» **What is required**: Rescale the listing below from the line that contains "of the wooden" through the line that contains "[[199, 166]]": give those lines again with all other text unchanged, multiplying every point coordinate in the answers by 1.35 and rounding to whole numbers with halves going up. Return only those lines.

» **Information given**:
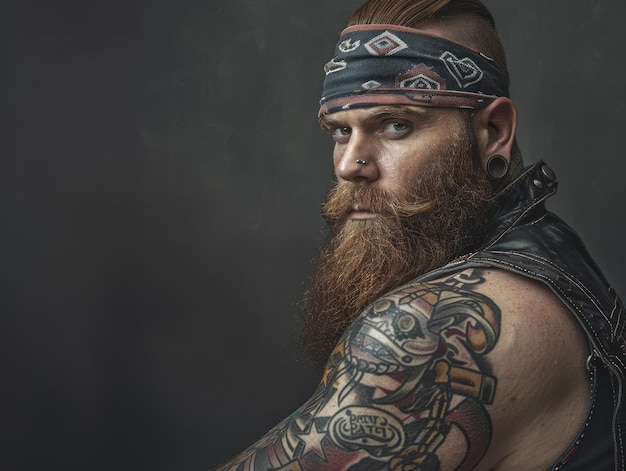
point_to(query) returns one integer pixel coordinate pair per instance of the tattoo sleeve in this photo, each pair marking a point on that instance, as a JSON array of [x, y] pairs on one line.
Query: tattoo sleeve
[[409, 371]]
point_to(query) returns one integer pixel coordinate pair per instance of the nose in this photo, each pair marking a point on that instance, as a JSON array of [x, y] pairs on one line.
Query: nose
[[356, 160]]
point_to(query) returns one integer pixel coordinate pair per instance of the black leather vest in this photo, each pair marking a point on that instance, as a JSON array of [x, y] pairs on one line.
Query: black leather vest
[[526, 239]]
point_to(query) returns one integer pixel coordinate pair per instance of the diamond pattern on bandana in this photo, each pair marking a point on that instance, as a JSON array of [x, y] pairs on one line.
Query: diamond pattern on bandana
[[385, 44], [465, 70], [421, 77], [372, 84]]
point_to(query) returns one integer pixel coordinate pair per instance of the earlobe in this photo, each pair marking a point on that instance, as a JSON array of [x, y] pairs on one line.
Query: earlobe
[[495, 127]]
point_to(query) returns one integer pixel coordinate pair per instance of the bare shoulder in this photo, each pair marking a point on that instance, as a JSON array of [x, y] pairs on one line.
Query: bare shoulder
[[539, 360], [492, 359], [468, 372]]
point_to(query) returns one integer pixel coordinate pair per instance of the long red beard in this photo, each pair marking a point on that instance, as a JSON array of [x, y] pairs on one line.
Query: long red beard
[[414, 232]]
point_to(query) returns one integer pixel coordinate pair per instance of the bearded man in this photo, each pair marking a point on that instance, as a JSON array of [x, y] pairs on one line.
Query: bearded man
[[461, 326]]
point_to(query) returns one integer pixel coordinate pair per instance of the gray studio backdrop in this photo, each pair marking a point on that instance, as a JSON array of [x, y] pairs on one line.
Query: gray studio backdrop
[[160, 185]]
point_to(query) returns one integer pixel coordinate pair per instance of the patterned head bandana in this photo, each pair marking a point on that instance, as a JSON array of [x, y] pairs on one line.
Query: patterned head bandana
[[388, 64]]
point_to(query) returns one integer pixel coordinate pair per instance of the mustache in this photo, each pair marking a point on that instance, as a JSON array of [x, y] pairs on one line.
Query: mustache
[[344, 198]]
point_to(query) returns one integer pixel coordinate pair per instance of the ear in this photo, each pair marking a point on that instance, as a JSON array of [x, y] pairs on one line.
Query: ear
[[494, 127]]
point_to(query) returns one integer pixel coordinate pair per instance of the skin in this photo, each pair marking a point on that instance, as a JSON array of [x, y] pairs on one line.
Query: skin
[[483, 370]]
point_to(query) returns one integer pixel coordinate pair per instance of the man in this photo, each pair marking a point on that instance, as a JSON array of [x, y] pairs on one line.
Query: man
[[461, 325]]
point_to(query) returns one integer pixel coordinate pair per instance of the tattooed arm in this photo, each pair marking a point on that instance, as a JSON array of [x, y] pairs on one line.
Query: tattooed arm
[[439, 376]]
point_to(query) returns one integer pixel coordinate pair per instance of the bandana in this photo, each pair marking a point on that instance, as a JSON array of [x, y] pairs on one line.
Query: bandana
[[388, 64]]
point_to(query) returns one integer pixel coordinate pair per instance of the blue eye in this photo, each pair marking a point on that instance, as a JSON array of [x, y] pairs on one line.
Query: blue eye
[[396, 127], [342, 132]]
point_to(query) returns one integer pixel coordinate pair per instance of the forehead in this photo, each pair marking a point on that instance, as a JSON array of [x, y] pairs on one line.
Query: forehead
[[377, 113]]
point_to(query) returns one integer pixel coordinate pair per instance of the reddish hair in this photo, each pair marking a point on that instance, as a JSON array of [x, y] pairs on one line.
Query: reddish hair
[[479, 33]]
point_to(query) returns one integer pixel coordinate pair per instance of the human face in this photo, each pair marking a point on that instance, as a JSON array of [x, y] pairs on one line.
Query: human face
[[394, 141]]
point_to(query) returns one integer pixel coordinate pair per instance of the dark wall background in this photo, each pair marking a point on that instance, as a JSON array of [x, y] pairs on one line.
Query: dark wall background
[[160, 183]]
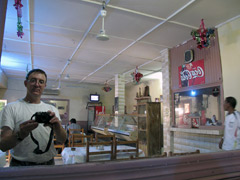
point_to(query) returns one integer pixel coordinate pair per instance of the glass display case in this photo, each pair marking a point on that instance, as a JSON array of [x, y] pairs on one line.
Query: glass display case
[[119, 124], [200, 107]]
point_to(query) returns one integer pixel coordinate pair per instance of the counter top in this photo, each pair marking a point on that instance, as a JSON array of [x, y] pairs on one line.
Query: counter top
[[216, 131]]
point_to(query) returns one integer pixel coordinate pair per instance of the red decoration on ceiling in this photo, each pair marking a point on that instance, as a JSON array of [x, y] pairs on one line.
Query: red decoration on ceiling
[[136, 76], [203, 35], [18, 5]]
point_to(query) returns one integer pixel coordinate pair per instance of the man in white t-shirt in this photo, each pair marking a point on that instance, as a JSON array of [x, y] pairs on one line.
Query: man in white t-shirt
[[31, 141], [229, 140]]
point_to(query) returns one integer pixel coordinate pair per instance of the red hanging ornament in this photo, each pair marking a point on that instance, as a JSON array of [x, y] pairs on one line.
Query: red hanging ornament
[[203, 35], [136, 76], [18, 5]]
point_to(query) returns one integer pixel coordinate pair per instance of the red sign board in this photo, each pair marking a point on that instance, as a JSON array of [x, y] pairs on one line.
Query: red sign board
[[191, 74]]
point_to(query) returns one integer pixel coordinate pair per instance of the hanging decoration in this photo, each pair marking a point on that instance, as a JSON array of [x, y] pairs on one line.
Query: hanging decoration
[[18, 5], [106, 87], [136, 76], [203, 35]]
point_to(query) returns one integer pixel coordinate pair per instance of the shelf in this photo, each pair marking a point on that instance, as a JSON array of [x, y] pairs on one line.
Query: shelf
[[142, 115], [144, 97], [144, 130], [197, 131], [142, 104]]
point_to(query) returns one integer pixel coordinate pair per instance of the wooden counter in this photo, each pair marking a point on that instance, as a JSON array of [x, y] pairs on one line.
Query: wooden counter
[[199, 166]]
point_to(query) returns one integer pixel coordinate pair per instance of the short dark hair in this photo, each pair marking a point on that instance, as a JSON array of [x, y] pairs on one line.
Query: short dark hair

» **Correct result**:
point_to(query) returns one integer pixel coordinate pair per instance of the wooden counter in this photo, each pair marking a point on that instance, as a JSON array of [x, y] pairs on one line.
Query: wooden counter
[[269, 224]]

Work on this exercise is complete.